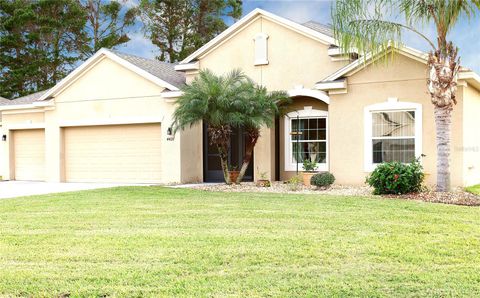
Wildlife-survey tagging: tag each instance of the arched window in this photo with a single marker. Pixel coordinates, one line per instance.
(306, 137)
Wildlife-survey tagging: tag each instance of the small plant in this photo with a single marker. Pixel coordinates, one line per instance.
(263, 181)
(263, 175)
(322, 179)
(309, 165)
(295, 182)
(396, 178)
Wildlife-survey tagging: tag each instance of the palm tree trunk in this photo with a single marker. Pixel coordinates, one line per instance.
(252, 138)
(442, 86)
(220, 136)
(224, 162)
(443, 120)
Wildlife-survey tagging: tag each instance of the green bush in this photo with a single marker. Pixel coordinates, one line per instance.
(309, 165)
(396, 178)
(295, 183)
(322, 179)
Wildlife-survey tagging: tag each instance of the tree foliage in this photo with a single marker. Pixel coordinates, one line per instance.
(179, 27)
(107, 23)
(225, 102)
(211, 99)
(40, 41)
(376, 27)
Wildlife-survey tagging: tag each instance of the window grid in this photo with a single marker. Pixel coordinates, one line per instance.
(393, 136)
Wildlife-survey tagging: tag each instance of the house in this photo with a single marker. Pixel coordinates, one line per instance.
(110, 119)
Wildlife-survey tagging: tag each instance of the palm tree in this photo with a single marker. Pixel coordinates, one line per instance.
(374, 26)
(210, 98)
(258, 108)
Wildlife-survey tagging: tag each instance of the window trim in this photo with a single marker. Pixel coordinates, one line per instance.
(306, 113)
(392, 105)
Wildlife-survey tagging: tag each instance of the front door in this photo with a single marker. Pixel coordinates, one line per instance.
(212, 168)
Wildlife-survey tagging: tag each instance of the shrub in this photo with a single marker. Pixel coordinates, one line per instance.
(396, 178)
(309, 166)
(322, 179)
(295, 183)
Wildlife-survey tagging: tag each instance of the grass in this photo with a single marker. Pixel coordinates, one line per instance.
(151, 241)
(474, 189)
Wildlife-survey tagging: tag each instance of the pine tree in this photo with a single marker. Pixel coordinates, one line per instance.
(107, 23)
(40, 42)
(179, 27)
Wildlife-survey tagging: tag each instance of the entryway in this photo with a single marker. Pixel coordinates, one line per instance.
(212, 168)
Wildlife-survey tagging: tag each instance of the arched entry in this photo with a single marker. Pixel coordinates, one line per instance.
(307, 119)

- - - -

• [Problem to solve]
Each line of the records above must be repeated exactly, but no picture belongs in the copy.

• [Reply]
Wildlife-survey tagging: tag each instance of the arched window in this photo with a single marker. Pixel coordinates, one line per instance.
(306, 137)
Wildlife-survey tagging: tag each instance of the small plant in this photo with a single marker. Pixel coordinates, one line per instance.
(263, 181)
(263, 175)
(322, 179)
(309, 165)
(295, 182)
(396, 178)
Wildlife-survey tagging: tag each instance of the palm tree trunk in this photo with a single marker. Pixel coordinates, one line per instance.
(252, 138)
(442, 86)
(220, 136)
(224, 162)
(443, 120)
Wildlife-survey tagging: tag each instance of the green bush in this photo with a single marker. Pixel coordinates, one line per instance.
(309, 165)
(396, 178)
(295, 183)
(322, 179)
Wildlife-survey tagging: tag each instance of the tree foliage in this photo with a single marker. Pixel coordinates, one line per instance.
(179, 27)
(107, 23)
(225, 102)
(211, 99)
(40, 41)
(376, 27)
Wildlife-survey tagging: tag each instance of the window grid in this photo with a single marker. Pixel coordinates, one line per instance.
(393, 136)
Wildlife-survey tagging: tag each instance of the house in this photo with a single marker. Pixel coordinates, one line per instance.
(110, 119)
Wildlife-survey tagging: tag each instance of the palm tree in this photo with a single marker. Pixel coordinates, one line per instance.
(374, 26)
(210, 98)
(258, 108)
Wildlife-survey tagging: tag each instance of the window trim in this photo with a single marker. Pixel coordinates, one line per instance.
(306, 113)
(392, 105)
Wildlife-survey tagging: tag each instance of the front door in this photo with a single marker. Pixel coordinates, one line per instance.
(212, 168)
Wildlife-survey tagging: tag each instance of the shrub in this photo with a single marker. Pixel coordinates, one line per instance.
(396, 178)
(309, 166)
(322, 179)
(295, 183)
Wildlife-survey tagging: tag each instance of the grass in this photo with a single marker. Pixel coordinates, one line per instance.
(151, 241)
(474, 189)
Wildlife-survey tagging: tag each instance of the pine tree in this photo with a single marker. Pixel coordinates, one line per instance.
(107, 23)
(40, 42)
(179, 27)
Wildlife-survey tagging: tag each instance of the entryway in this photo with a single marker. Pixel coordinates, one line per instance.
(212, 168)
Wildlife-survey tagging: tag each instance of the arched entry in this photo with a single marker. Pixel coordinates, one line per instance.
(307, 119)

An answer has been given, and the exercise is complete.